_How to complete this task_
Go through the listing and copy each line with the string "cornflower".

╭─ Listed records

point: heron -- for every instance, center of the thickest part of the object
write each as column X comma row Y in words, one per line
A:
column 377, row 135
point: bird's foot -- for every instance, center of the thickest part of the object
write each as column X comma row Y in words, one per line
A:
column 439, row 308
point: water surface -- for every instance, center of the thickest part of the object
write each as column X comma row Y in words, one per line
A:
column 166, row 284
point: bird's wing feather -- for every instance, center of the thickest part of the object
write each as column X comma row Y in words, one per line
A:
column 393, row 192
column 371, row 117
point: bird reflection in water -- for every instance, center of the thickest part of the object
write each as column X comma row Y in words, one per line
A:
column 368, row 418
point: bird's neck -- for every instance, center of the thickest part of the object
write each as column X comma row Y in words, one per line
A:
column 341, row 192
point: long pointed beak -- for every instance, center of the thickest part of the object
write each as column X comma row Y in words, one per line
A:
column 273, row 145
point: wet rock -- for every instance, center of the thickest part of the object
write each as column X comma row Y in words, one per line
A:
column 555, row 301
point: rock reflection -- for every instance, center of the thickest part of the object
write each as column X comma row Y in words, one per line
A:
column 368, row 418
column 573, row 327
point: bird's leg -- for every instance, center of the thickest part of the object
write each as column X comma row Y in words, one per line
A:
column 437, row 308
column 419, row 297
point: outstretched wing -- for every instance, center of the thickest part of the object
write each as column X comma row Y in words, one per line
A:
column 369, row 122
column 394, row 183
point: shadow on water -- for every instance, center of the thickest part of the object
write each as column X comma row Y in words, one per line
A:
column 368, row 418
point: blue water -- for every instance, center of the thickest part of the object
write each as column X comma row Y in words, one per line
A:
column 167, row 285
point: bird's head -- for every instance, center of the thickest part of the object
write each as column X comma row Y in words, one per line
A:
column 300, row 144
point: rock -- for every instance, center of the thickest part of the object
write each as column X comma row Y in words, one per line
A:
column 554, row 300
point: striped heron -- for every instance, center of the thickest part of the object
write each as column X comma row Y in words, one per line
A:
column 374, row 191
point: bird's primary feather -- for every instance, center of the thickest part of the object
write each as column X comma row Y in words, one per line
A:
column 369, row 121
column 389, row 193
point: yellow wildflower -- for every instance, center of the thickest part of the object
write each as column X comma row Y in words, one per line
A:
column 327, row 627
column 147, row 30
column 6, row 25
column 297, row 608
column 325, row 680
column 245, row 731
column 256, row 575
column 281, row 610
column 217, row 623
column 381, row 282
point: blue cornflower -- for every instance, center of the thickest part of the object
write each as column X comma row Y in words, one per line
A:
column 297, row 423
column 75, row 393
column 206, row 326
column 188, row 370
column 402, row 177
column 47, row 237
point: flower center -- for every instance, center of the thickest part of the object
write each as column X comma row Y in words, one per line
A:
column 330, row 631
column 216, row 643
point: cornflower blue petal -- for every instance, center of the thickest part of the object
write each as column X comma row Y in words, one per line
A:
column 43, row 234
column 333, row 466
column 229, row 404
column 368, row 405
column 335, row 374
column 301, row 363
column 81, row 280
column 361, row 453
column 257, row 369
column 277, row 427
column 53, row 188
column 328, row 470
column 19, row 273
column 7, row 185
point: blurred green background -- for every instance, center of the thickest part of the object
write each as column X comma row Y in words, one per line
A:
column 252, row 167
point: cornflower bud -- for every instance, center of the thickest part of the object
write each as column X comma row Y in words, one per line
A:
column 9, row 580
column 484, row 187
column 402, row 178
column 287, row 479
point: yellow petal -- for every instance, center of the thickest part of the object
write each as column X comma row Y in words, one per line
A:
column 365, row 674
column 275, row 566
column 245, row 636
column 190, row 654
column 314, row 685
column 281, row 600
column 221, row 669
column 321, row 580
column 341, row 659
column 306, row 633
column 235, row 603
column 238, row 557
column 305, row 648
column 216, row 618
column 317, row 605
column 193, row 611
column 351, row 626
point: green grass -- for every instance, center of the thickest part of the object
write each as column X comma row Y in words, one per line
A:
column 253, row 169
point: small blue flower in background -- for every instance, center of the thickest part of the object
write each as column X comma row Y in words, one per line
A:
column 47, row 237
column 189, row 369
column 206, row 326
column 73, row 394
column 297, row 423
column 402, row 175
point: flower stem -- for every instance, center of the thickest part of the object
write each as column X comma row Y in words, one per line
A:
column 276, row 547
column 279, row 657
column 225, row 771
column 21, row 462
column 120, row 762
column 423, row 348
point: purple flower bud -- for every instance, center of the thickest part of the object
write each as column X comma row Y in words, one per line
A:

╰─

_Output for this task_
point: blue cornflower -- for every instance, center of the thickest part of the object
point: cornflower blue petal -- for every instance, center of the thickest part of the object
point: cornflower bud -- for every instance, center of the thickest part of the object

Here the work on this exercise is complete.